◆ **Your instructions**
Convert everything from the line containing "like point(187, 147)." down to the end of the rows into a two-column CSV with the headers text and answer. Put one line per row, with the row's text and its answer each in a single quoted field and any line breaks replaced by spaces.

◆ **Material shown**
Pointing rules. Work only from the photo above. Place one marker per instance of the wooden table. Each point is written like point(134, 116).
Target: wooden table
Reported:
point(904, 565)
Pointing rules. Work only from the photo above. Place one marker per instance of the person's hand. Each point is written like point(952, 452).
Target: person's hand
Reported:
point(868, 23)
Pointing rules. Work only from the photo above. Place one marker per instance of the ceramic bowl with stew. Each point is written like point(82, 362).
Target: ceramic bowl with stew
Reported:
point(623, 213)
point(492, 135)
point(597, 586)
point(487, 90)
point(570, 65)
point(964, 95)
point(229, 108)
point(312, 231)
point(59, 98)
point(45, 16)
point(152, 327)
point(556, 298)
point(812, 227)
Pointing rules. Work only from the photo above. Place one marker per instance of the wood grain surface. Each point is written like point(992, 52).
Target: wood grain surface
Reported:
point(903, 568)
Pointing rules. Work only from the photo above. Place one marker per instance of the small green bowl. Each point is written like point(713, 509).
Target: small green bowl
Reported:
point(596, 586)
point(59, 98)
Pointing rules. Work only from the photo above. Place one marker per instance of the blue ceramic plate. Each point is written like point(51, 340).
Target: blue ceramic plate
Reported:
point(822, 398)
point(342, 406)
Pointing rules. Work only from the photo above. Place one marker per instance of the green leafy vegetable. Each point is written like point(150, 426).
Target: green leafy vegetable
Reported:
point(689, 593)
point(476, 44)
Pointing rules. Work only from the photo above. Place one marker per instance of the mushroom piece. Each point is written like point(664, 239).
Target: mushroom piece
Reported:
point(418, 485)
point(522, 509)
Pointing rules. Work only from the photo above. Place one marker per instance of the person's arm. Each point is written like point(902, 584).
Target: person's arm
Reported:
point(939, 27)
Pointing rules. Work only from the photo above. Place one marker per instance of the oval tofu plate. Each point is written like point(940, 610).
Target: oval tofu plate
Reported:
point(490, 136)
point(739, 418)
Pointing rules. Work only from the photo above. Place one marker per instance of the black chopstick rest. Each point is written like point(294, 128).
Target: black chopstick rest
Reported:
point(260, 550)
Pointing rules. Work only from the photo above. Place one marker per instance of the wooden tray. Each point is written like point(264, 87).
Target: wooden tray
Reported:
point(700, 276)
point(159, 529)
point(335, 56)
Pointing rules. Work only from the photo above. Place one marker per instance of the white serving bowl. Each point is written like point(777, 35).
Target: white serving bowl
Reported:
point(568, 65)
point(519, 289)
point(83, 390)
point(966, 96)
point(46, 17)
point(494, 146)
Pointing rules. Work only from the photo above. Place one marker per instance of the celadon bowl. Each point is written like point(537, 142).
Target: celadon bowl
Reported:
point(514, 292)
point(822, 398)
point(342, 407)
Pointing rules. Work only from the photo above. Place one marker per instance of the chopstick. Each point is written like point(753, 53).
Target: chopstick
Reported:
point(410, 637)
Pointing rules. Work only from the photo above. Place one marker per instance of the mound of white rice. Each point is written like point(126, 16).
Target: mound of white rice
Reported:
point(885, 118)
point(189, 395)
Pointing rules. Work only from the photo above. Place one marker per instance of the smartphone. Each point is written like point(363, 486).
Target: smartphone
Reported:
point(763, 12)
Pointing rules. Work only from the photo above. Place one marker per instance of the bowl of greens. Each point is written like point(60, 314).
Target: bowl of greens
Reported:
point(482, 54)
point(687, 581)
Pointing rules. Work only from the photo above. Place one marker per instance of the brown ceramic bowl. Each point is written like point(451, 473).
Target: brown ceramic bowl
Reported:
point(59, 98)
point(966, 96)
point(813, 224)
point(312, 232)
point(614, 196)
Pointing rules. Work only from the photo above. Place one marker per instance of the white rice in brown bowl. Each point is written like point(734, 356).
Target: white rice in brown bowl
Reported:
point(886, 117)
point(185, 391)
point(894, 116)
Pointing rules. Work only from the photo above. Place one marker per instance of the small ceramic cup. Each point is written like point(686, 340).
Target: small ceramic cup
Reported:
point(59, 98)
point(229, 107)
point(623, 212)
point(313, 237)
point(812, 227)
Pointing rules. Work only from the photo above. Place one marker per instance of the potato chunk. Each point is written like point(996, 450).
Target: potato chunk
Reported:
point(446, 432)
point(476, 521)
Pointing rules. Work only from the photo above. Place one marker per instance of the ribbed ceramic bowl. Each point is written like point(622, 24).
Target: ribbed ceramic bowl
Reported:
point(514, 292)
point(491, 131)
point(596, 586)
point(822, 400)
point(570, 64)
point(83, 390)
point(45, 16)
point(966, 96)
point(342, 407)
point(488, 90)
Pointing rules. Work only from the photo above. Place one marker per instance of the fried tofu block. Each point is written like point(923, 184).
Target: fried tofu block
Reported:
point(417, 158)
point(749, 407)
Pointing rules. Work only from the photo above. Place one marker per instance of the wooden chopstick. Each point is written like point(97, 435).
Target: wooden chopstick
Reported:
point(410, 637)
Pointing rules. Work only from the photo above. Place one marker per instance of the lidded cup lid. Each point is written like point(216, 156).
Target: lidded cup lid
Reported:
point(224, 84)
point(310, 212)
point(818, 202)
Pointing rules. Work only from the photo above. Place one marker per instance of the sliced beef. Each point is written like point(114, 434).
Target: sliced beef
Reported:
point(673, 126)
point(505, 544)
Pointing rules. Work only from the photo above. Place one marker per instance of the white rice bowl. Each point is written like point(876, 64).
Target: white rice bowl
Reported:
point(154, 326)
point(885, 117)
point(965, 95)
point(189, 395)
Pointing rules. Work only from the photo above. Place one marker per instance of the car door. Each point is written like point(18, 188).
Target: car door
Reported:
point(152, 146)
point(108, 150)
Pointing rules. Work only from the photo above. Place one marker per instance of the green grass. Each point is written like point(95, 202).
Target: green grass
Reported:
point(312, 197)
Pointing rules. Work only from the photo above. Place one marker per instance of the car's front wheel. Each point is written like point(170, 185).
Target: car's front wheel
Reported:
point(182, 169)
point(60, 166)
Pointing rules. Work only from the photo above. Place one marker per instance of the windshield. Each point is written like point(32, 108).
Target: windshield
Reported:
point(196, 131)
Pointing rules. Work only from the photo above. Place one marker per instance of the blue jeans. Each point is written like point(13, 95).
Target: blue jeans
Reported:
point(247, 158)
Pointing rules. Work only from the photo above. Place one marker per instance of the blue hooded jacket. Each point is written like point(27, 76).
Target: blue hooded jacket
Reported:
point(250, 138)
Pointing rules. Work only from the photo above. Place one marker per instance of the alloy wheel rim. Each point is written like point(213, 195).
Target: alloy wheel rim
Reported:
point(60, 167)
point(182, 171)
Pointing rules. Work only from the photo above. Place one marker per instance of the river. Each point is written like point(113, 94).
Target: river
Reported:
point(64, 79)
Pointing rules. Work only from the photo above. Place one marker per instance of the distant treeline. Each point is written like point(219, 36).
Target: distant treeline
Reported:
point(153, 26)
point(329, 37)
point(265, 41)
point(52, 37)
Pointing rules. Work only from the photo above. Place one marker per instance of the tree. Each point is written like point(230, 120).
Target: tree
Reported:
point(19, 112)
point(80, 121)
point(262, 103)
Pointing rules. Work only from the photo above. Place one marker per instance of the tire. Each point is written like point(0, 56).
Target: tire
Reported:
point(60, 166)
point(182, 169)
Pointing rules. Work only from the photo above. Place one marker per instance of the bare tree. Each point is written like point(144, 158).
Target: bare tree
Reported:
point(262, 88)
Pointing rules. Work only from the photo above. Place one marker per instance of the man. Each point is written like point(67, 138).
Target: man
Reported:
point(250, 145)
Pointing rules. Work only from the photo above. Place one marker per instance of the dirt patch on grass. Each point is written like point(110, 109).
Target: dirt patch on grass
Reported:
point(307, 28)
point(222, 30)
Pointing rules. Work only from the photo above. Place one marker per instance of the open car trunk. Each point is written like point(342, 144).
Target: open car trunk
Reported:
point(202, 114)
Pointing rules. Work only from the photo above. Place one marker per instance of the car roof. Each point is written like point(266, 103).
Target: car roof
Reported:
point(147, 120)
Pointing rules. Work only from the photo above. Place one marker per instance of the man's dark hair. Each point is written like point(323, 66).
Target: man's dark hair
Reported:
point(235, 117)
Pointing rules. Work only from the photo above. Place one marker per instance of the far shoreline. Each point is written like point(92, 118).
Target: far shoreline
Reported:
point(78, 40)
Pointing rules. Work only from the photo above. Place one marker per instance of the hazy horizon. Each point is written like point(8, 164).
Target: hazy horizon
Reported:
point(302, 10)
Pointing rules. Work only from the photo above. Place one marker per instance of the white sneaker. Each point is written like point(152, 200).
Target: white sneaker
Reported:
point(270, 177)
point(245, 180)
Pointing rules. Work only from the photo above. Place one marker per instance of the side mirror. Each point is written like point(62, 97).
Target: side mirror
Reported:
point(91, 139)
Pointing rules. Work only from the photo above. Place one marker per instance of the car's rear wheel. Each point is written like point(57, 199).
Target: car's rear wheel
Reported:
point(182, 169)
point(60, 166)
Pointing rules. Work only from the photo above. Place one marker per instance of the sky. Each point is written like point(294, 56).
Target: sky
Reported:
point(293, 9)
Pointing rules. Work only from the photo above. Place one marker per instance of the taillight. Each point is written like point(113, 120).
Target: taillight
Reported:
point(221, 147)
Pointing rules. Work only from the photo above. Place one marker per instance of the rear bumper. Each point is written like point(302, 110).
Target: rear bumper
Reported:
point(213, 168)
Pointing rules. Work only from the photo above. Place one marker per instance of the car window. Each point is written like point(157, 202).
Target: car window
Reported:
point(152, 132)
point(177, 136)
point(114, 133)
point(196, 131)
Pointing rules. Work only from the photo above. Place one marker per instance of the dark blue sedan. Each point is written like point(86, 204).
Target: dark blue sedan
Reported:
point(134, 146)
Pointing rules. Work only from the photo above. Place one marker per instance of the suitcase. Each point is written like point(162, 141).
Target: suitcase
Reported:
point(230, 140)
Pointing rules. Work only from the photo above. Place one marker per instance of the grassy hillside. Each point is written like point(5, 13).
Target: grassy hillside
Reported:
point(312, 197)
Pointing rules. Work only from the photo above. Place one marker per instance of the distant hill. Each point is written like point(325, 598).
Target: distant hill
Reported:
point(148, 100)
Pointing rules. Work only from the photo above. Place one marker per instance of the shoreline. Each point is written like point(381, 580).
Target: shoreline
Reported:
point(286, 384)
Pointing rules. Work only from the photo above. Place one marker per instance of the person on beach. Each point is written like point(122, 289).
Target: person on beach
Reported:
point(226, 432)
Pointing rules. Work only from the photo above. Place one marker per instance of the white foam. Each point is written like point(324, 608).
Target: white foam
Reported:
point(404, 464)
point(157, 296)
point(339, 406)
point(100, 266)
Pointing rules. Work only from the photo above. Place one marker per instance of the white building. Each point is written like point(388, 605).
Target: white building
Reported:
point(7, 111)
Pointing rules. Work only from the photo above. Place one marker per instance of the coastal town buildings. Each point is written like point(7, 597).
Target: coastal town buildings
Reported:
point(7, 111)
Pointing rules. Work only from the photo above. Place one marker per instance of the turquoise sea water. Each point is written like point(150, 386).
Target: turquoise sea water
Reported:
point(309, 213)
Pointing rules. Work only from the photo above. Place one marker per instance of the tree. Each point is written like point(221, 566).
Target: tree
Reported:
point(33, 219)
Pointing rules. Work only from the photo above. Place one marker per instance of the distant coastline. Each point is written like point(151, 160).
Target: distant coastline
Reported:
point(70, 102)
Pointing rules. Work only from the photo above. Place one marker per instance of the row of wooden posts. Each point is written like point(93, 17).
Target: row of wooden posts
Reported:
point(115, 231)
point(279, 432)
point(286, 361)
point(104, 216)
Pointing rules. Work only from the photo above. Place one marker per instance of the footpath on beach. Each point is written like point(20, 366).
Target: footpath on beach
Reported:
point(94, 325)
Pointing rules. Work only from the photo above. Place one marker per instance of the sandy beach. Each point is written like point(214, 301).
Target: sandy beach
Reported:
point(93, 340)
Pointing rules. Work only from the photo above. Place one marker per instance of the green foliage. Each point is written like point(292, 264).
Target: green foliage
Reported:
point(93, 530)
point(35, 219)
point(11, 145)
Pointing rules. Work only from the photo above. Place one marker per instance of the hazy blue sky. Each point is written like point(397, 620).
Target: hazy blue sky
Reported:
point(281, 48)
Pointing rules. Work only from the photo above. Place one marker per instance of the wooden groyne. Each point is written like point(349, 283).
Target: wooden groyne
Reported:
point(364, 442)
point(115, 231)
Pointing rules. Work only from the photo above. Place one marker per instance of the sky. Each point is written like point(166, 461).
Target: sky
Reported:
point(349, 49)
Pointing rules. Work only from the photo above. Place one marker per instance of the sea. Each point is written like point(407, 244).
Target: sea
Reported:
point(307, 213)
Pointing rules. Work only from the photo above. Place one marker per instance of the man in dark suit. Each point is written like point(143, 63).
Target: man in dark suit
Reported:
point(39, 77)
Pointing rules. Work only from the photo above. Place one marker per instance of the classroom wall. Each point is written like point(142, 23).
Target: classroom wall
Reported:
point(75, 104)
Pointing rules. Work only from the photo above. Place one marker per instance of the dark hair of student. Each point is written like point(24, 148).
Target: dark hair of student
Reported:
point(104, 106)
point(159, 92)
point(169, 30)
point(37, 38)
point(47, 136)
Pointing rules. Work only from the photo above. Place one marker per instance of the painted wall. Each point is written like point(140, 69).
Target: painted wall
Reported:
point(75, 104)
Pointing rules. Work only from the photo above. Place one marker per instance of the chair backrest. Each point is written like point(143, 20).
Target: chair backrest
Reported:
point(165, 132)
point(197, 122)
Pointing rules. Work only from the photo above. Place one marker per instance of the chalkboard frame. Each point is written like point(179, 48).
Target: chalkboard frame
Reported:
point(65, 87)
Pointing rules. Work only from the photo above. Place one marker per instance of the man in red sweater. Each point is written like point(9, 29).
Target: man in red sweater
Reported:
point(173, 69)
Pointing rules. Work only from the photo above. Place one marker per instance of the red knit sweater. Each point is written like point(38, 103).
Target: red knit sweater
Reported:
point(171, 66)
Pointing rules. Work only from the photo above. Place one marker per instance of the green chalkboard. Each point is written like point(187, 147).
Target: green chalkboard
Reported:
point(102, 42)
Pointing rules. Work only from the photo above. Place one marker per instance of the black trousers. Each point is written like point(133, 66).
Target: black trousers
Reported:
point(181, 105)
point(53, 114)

◆ **Exercise output**
text,answer
"Pointing rules. Work only from the photo above. Place one marker per instance of the green chalkboard. Each point is written like point(187, 147). Target: green chalkboard Reported:","point(102, 42)"
"Pointing rules. Work only from the photo above. Place one marker per instance of the black trousers. Each point is written like point(133, 66). Target: black trousers Reported:","point(181, 105) point(53, 114)"